Locate the word "sunglasses" in the entries below, then gather every line that holds it.

_Dataset records_:
⁂

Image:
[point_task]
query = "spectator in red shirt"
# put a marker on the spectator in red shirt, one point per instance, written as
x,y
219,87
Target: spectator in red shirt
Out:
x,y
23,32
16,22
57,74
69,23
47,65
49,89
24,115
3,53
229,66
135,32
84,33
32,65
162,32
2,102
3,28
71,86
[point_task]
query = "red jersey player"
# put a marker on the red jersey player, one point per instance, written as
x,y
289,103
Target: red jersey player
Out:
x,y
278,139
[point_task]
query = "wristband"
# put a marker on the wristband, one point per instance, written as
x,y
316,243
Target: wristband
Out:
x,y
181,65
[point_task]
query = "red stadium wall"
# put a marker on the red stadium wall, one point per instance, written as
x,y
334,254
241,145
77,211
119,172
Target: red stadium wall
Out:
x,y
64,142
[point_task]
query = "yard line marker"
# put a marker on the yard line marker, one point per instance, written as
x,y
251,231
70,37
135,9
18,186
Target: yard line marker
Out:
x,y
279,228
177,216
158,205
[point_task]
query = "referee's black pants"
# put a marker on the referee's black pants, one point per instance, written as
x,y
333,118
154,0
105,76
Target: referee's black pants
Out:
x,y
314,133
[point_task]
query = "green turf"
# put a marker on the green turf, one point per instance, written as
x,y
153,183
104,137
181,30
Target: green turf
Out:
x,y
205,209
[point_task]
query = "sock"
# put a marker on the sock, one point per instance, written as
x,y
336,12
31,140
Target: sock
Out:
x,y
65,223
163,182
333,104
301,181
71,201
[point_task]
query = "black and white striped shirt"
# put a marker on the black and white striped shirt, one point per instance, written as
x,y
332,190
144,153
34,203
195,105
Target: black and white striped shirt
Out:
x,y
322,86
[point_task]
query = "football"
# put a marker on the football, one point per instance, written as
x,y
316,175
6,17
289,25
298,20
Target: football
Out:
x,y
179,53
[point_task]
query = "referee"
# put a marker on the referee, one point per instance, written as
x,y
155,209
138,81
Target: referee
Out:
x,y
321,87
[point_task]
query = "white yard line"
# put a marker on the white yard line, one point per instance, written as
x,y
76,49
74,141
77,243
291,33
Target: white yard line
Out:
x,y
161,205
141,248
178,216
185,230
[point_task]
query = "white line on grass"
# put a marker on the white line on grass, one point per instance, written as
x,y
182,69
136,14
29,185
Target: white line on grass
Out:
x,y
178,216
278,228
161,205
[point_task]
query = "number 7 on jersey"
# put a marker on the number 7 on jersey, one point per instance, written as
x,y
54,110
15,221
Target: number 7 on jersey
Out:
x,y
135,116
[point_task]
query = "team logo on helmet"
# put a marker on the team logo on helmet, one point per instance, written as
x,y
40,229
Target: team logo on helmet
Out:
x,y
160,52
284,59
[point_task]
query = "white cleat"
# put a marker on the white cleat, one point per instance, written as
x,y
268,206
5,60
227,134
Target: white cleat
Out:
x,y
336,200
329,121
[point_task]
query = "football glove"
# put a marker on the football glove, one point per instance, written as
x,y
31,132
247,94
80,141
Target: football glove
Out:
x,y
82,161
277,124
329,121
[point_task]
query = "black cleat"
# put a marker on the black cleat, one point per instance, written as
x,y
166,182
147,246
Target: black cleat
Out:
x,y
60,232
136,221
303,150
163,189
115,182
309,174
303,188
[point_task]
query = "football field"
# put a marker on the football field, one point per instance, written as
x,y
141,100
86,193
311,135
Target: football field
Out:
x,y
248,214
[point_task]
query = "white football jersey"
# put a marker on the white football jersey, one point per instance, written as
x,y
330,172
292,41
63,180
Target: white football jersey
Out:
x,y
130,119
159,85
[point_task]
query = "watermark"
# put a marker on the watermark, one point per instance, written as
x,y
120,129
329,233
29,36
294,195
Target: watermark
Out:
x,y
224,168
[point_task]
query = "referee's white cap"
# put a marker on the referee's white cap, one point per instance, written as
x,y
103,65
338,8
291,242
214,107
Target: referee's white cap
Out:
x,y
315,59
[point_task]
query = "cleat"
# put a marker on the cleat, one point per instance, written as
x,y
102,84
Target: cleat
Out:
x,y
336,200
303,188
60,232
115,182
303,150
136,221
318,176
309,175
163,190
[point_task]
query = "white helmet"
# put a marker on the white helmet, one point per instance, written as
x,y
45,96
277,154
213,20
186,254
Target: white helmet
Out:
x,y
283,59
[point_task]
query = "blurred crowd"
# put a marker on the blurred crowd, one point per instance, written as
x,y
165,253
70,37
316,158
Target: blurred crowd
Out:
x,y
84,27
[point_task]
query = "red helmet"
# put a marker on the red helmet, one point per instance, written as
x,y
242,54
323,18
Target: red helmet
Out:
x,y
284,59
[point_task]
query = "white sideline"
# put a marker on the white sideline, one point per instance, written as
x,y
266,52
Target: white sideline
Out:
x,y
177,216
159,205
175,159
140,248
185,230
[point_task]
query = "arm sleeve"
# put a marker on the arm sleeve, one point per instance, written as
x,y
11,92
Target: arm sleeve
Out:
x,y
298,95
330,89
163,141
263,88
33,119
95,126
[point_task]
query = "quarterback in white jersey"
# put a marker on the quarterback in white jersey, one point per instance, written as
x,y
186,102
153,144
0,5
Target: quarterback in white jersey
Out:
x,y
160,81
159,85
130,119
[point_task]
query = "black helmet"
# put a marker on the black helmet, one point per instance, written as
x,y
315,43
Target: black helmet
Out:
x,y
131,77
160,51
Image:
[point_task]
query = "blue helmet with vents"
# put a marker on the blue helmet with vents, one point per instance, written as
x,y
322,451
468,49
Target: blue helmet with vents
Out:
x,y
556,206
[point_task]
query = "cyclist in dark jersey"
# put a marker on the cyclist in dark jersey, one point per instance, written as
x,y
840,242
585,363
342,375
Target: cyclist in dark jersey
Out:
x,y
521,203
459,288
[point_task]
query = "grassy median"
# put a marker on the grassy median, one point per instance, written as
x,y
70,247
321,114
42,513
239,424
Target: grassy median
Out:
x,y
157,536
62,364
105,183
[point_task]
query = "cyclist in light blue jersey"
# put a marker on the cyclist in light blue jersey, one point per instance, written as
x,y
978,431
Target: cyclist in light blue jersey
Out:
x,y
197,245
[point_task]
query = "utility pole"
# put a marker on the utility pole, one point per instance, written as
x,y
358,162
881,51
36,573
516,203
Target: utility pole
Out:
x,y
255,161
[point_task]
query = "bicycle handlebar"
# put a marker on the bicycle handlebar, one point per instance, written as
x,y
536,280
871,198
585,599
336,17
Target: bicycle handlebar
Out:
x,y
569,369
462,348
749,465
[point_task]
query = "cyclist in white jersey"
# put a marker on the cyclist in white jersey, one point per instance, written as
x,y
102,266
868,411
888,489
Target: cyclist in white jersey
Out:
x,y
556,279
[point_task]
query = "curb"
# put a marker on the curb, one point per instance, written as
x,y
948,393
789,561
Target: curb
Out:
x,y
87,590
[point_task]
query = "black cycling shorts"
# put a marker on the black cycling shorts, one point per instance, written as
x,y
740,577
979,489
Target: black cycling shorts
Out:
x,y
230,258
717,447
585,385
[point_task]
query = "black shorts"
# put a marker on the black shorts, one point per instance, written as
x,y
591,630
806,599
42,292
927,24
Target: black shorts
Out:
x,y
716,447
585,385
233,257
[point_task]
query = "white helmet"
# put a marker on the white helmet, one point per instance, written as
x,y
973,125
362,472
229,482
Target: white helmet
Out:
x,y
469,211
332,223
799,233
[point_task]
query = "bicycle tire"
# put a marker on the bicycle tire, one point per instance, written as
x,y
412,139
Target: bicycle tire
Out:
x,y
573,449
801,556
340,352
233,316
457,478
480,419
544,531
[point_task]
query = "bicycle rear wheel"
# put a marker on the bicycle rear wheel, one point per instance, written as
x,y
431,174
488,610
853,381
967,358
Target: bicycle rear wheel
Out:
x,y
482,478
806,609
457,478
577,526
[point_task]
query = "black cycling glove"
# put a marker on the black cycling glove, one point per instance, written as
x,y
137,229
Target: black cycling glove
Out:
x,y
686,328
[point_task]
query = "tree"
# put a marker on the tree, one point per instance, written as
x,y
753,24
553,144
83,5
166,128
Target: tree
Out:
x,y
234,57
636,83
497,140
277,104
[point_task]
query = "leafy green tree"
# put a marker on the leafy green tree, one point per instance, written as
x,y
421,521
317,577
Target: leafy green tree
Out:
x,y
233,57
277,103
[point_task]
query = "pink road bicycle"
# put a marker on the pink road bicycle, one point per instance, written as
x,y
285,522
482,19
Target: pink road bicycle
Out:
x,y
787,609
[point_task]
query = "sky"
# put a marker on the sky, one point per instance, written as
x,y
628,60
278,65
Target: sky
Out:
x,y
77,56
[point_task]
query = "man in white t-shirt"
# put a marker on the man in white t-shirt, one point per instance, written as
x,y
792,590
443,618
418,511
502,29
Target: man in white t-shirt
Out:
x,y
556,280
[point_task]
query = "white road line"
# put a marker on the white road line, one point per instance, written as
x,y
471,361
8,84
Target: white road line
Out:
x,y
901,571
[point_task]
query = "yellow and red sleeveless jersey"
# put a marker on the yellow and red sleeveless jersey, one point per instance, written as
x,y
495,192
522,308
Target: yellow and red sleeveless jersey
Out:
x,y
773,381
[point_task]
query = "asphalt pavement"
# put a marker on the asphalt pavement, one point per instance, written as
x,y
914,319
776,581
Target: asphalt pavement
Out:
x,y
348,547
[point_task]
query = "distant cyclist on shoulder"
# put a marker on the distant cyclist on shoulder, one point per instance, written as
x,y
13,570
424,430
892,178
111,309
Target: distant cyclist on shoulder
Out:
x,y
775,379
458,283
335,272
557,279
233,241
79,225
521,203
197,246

⁂

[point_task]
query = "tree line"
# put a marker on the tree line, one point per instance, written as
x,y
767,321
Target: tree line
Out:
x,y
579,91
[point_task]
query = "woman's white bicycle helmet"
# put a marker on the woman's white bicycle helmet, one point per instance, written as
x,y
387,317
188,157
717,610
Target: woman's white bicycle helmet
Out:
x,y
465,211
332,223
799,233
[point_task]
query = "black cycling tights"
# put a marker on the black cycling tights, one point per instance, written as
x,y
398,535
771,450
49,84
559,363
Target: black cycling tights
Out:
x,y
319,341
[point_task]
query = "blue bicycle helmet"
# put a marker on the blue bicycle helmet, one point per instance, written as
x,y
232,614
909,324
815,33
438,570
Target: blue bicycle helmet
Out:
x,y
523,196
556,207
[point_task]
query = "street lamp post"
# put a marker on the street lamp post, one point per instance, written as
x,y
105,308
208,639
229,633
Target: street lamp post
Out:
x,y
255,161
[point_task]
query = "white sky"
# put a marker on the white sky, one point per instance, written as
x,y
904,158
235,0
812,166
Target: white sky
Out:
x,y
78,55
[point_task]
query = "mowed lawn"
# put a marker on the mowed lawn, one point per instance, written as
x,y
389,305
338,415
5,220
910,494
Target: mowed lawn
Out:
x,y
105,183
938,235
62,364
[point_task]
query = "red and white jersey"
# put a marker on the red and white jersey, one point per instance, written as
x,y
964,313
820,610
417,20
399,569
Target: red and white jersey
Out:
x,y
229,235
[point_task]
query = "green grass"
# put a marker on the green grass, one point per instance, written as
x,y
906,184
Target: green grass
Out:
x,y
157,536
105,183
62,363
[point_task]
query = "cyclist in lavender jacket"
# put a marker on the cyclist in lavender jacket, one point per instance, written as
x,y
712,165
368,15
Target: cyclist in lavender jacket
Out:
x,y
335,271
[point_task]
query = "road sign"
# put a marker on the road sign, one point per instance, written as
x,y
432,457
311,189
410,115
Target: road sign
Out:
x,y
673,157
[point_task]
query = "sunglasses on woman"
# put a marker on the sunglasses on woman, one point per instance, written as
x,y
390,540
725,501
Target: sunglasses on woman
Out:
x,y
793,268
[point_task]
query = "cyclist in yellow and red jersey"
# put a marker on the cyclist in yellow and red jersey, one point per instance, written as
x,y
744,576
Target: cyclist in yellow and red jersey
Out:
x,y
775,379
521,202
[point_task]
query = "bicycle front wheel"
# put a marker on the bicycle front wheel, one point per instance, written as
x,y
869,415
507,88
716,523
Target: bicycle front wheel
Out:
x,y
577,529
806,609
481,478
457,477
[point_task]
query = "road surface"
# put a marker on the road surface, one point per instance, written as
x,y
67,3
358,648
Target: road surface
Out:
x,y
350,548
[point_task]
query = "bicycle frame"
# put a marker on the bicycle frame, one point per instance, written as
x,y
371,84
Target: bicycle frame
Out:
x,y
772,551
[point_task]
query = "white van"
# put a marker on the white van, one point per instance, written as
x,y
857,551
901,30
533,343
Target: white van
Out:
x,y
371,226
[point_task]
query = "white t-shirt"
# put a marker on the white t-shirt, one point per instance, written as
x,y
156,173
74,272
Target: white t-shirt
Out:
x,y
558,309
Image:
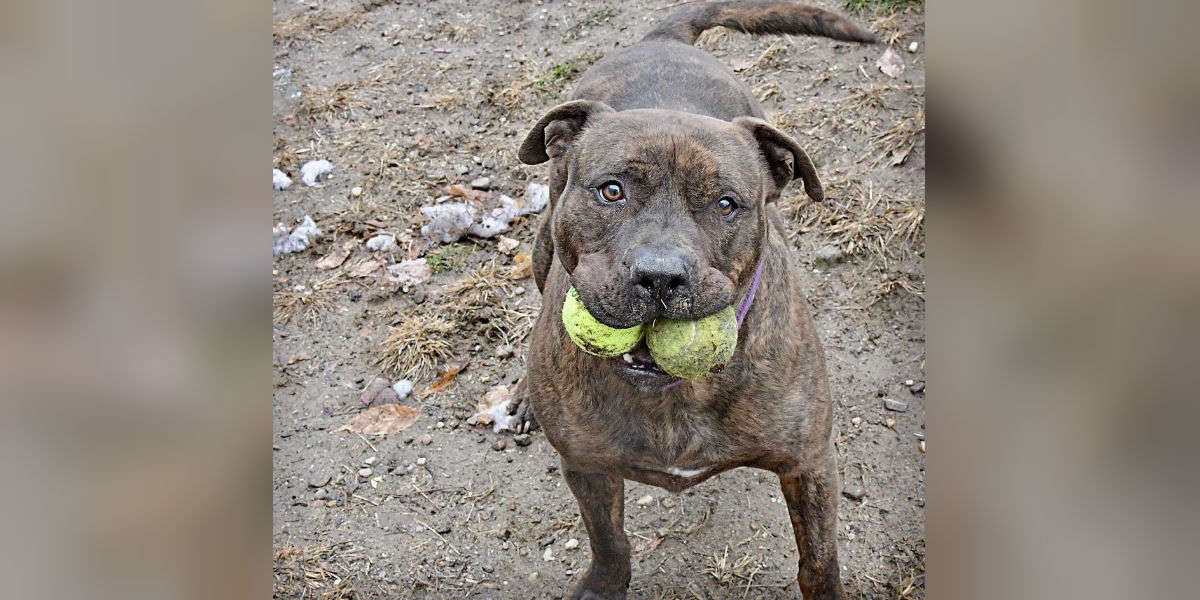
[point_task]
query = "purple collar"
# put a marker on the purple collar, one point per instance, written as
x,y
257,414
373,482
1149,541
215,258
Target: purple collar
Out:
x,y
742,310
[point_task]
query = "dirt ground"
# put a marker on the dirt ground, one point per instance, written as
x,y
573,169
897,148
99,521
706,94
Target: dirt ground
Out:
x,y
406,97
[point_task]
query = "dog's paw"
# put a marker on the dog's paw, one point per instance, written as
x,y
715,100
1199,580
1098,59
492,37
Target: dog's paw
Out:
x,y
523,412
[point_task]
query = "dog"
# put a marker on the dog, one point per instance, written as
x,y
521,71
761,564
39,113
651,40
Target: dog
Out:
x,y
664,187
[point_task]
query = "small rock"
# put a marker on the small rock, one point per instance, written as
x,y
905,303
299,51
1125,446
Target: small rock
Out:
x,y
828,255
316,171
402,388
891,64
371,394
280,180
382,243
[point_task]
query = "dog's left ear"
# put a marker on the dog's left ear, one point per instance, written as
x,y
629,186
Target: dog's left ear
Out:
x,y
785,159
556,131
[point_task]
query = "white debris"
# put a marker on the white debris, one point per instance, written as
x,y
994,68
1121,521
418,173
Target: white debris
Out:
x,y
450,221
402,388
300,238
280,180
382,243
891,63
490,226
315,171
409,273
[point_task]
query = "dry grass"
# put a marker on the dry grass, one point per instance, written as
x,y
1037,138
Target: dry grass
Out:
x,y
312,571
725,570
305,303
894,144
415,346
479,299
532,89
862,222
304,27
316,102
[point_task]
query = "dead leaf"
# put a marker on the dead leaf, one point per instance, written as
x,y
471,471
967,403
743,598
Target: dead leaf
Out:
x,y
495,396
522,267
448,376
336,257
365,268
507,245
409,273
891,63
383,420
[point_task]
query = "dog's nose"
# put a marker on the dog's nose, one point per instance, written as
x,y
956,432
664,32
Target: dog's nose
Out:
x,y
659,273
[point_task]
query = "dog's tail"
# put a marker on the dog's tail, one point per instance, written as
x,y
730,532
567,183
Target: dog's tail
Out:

⁂

_ANSWER_:
query = "sunglasses on woman"
# put a marker on the sunglasses on woman, one point per instance, written as
Target: sunglasses on woman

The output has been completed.